■ **TASK DESCRIPTION**: Count the rows below that contain the string "shoreline", treating uppercase and lowercase as different. Reply with the number alone.

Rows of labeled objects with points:

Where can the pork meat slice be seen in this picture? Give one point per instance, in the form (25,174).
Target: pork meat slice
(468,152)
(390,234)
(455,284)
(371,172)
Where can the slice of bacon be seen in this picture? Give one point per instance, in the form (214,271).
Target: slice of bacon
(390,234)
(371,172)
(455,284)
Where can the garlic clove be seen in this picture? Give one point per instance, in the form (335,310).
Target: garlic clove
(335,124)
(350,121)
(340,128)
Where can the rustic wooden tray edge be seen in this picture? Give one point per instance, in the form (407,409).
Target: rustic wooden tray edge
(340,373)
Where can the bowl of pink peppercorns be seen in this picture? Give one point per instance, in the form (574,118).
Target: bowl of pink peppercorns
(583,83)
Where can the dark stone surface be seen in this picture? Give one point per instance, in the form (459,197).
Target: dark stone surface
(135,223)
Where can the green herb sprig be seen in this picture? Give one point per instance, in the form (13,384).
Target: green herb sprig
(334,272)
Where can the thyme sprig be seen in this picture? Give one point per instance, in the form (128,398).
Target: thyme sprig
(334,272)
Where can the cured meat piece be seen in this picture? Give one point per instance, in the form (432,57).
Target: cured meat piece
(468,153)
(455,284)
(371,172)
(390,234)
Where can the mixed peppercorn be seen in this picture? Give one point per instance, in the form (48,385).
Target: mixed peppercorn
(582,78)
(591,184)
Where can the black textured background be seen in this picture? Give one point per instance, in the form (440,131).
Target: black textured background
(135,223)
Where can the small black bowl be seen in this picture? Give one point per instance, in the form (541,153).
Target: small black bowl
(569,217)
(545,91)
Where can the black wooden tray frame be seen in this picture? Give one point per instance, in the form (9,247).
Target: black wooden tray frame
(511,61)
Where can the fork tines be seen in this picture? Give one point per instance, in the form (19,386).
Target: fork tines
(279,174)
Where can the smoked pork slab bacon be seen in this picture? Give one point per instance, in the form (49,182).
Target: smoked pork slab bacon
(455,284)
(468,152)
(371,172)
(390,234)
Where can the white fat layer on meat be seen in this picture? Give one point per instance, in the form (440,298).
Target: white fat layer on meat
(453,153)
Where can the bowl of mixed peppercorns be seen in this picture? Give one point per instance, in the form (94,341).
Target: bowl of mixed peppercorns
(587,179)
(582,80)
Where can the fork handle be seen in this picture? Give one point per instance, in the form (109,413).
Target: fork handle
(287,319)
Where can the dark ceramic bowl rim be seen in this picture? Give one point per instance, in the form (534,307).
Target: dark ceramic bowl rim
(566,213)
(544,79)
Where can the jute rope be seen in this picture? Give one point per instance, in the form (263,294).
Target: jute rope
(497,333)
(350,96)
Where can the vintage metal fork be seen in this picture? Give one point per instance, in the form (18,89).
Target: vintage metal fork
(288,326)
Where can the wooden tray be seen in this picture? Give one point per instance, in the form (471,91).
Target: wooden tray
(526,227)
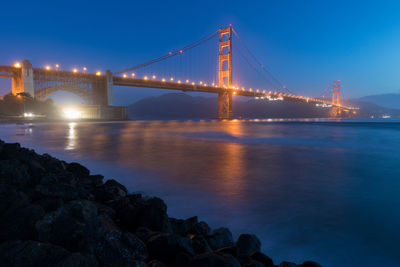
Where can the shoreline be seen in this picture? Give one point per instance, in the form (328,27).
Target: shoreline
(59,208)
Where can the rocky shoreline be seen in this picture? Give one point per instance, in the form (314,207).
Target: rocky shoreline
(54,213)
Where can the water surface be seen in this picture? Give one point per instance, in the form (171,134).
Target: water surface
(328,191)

--

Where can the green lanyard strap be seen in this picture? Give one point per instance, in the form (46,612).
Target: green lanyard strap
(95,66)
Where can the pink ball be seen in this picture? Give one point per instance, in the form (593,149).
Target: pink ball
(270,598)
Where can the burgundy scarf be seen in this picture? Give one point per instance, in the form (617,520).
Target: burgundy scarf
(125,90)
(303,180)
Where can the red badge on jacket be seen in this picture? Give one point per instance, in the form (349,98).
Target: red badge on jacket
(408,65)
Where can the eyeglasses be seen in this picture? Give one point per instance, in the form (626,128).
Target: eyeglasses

■ **EXERCISE RESPONSE**: 4